■ DIRECTIVE
Put every line of the entries below into a Markdown table with the columns "Row" and "Line", numbering each row and leaving out blank lines.

■ DATA SUPPLIED
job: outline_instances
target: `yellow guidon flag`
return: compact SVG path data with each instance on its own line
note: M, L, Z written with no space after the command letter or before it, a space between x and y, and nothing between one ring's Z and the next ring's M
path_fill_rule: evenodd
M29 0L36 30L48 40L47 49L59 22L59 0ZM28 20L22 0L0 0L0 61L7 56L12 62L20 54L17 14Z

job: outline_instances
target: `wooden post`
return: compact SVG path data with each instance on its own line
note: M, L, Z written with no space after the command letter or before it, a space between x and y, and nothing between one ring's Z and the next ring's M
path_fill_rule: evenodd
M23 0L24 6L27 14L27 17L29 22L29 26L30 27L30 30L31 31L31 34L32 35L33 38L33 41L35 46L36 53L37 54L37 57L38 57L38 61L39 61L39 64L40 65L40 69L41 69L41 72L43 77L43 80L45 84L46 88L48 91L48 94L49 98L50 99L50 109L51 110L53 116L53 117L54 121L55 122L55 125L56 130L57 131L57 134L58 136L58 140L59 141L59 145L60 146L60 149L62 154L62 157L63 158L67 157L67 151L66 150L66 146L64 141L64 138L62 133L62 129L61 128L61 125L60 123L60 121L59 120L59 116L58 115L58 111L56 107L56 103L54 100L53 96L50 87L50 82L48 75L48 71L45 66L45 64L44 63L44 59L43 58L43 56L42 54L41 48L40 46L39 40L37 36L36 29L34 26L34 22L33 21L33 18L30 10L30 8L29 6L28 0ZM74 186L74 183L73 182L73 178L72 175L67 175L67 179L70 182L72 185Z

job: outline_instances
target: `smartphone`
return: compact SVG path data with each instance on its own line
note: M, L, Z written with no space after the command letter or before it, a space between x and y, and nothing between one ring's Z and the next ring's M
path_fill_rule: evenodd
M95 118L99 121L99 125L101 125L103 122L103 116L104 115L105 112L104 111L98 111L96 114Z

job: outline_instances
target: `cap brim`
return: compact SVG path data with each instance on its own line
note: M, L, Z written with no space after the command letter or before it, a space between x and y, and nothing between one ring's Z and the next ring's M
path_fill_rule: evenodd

■ EXERCISE RESPONSE
| Row | Line |
|---|---|
| 1 | job: outline_instances |
| 2 | target: `yellow guidon flag` |
| 3 | return: compact SVG path data with each instance on its own line |
| 4 | note: M, L, Z written with no space after the command letter or before it, a space between x and y, and nothing between one ring's Z and the next ring's M |
| 5 | path_fill_rule: evenodd |
| 6 | M29 0L36 30L48 40L47 49L59 22L59 0ZM28 20L22 0L0 0L0 61L7 56L12 62L20 54L17 14Z |
| 7 | job: outline_instances |
| 8 | target: `wooden post` |
| 9 | return: compact SVG path data with each instance on its own line |
| 10 | note: M, L, Z written with no space after the command letter or before it, a space between x and y, and nothing between one ring's Z and the next ring's M |
| 11 | path_fill_rule: evenodd |
| 12 | M23 0L24 6L27 14L27 17L29 22L29 26L30 27L30 30L31 31L31 34L32 35L33 38L33 41L35 46L36 53L37 54L37 57L38 57L38 61L39 61L39 64L40 65L40 69L41 69L41 72L43 77L43 80L45 84L46 88L48 91L48 94L49 98L50 99L50 109L51 110L53 116L53 117L54 121L55 122L55 125L56 130L57 131L57 134L58 136L58 140L59 141L59 145L60 146L60 149L62 154L62 157L63 158L67 157L67 151L66 150L66 146L64 141L64 138L62 133L62 129L61 128L61 125L60 123L60 121L59 120L59 116L58 115L58 111L56 107L56 103L54 100L53 96L50 87L50 82L48 75L48 71L45 66L45 64L44 63L44 59L43 58L43 56L42 54L41 48L40 46L39 40L37 36L36 29L34 26L34 22L33 21L33 18L30 10L30 8L29 6L28 0ZM74 186L74 183L73 182L73 178L72 175L67 175L67 179L70 182L72 185Z |
| 13 | job: outline_instances |
| 14 | target: `smartphone` |
| 15 | return: compact SVG path data with each instance on its own line |
| 16 | note: M, L, Z written with no space after the command letter or before it, a space between x and y, and nothing between one ring's Z and the next ring's M |
| 17 | path_fill_rule: evenodd |
| 18 | M95 118L99 121L99 125L101 125L103 122L103 116L104 115L105 112L104 111L98 111L96 114Z |
| 19 | job: outline_instances |
| 20 | target: `cap brim` |
| 21 | return: compact SVG path data with each instance on its own line |
| 22 | note: M, L, Z written with no space after the command letter or before it, a space between x and y, and nothing between one ring's Z and the next ring's M |
| 23 | path_fill_rule: evenodd |